**WHAT YOU NEED TO DO**
Extract each line of the records below that contains the word "black".

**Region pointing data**
····················
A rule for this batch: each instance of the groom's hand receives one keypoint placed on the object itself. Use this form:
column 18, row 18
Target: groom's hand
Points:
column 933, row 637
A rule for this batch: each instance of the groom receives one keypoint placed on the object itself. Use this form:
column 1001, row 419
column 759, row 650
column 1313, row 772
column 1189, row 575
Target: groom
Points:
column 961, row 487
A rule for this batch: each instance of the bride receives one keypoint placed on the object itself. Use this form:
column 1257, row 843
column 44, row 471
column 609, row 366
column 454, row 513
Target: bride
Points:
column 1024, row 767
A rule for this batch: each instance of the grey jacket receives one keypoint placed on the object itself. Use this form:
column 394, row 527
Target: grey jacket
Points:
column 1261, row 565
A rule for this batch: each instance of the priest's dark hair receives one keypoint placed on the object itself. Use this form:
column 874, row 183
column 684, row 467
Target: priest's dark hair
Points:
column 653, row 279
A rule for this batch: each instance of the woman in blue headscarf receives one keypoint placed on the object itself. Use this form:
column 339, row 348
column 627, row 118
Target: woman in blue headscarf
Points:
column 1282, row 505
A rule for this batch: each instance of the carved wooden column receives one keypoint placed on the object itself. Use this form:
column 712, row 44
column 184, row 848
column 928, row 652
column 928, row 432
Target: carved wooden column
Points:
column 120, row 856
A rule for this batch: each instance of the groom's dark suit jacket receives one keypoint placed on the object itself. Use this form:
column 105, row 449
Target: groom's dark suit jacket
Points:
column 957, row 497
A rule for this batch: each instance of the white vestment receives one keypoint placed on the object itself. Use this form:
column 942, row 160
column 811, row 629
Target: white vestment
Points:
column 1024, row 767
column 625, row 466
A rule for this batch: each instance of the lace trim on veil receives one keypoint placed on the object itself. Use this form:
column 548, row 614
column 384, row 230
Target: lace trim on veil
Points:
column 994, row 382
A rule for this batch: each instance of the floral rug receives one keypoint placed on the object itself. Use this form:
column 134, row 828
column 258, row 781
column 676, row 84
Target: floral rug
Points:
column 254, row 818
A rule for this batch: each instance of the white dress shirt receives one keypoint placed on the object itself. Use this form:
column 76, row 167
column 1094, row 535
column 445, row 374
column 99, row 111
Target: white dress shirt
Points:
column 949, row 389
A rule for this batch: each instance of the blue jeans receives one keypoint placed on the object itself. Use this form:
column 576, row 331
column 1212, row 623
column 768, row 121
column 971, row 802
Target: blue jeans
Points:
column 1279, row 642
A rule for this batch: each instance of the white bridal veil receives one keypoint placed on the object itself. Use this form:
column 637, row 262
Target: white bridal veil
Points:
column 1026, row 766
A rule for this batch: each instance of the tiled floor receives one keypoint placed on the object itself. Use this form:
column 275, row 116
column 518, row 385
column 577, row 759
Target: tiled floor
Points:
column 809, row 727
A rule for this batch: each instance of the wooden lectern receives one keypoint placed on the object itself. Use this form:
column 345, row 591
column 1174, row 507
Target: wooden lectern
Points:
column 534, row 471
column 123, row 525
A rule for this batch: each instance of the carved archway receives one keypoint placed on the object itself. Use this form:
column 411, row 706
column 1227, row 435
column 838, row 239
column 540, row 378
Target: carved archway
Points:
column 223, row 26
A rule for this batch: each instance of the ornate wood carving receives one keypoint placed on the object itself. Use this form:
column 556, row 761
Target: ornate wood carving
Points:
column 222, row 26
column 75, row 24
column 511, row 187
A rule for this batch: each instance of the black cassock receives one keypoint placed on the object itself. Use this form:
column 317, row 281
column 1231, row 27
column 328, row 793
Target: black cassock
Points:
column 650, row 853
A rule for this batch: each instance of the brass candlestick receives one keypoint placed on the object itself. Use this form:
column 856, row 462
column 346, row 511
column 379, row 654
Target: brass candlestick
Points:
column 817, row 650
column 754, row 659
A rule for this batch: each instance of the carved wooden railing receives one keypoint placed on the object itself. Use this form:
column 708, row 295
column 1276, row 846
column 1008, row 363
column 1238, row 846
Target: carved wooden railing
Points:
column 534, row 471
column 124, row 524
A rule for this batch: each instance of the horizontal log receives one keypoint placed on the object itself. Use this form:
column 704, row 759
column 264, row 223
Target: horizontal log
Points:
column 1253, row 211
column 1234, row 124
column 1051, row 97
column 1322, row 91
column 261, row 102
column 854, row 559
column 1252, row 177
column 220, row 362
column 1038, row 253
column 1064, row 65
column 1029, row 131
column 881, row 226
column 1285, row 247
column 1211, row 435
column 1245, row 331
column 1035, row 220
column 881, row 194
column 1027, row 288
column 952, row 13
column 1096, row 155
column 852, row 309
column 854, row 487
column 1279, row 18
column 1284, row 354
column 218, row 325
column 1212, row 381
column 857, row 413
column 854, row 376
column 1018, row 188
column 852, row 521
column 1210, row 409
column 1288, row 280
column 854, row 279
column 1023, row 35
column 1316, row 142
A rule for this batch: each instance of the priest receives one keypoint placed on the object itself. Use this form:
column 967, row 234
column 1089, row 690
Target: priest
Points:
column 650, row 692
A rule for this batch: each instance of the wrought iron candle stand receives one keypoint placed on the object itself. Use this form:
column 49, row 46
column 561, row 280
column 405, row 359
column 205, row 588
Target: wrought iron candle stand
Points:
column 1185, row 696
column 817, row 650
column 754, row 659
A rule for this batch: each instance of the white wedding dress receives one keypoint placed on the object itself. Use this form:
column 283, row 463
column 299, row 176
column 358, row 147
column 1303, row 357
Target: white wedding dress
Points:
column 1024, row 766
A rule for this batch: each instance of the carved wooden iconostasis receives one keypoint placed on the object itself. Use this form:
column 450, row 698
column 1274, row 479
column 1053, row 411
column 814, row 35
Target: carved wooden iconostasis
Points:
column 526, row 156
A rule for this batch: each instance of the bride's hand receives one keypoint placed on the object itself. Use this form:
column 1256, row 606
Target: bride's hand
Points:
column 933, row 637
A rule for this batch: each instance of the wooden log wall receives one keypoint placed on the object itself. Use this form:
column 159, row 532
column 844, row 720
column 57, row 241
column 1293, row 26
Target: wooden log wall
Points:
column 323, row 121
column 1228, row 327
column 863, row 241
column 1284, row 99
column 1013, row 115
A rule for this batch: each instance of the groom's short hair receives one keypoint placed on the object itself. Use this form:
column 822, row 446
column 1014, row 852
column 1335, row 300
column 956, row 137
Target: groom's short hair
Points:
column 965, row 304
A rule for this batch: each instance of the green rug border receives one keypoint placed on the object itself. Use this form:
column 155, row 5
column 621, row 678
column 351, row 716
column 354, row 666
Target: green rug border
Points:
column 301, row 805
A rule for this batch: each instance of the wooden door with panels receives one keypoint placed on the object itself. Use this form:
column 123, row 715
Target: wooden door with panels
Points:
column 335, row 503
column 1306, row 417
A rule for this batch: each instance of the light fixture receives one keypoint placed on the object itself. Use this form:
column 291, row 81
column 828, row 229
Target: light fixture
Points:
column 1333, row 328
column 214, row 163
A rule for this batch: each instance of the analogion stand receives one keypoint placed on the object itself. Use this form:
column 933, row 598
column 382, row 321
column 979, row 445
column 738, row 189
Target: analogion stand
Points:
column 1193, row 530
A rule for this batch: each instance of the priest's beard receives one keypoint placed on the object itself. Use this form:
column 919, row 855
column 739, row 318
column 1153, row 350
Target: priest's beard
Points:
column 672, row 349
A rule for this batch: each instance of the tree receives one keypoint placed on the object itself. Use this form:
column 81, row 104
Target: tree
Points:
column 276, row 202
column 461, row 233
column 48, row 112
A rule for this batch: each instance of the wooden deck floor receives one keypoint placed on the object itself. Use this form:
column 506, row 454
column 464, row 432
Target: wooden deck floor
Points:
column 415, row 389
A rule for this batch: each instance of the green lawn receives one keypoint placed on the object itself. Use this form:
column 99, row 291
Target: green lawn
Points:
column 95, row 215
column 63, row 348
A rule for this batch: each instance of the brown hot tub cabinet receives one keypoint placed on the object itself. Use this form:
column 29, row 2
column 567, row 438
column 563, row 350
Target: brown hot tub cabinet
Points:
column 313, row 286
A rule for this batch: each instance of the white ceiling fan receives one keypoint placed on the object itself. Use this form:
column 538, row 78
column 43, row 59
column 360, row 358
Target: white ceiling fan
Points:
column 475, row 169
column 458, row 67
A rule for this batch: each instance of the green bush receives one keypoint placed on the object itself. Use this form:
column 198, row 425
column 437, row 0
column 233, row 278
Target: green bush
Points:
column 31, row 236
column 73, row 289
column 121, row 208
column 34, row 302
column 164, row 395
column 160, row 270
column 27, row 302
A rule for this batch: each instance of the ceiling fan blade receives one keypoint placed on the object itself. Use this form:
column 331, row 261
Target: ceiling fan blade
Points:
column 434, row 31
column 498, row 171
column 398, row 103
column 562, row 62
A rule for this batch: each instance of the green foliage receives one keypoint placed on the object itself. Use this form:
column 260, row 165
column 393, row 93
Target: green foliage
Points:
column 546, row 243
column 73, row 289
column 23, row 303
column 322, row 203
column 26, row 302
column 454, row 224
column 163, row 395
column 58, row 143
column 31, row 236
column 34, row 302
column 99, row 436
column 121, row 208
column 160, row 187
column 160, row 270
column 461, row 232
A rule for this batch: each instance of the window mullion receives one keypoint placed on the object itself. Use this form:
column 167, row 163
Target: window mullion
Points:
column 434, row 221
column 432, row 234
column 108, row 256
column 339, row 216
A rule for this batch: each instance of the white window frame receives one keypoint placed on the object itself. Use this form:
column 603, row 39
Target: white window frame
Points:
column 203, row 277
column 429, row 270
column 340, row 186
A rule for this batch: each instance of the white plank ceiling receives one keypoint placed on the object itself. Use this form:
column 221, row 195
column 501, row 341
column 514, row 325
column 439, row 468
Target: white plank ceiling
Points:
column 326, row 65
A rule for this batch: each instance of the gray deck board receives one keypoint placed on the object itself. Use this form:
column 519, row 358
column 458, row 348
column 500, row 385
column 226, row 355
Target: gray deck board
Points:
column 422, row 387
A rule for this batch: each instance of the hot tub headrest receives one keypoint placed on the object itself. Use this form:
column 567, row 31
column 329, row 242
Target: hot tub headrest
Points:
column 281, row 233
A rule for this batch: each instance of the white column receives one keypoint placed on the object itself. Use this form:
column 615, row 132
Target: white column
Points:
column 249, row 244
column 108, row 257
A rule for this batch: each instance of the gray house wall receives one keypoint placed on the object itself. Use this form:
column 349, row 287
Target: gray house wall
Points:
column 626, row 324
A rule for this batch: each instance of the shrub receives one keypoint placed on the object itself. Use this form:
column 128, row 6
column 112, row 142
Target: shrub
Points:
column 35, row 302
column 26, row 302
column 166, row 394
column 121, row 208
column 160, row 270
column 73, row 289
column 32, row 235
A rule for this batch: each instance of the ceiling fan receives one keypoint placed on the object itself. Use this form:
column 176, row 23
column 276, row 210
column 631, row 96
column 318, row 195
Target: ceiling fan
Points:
····················
**EXERCISE RESULT**
A rule for this batch: each instance of the black cassock receives one keypoint placed on the object itself. Use this form:
Target: black cassock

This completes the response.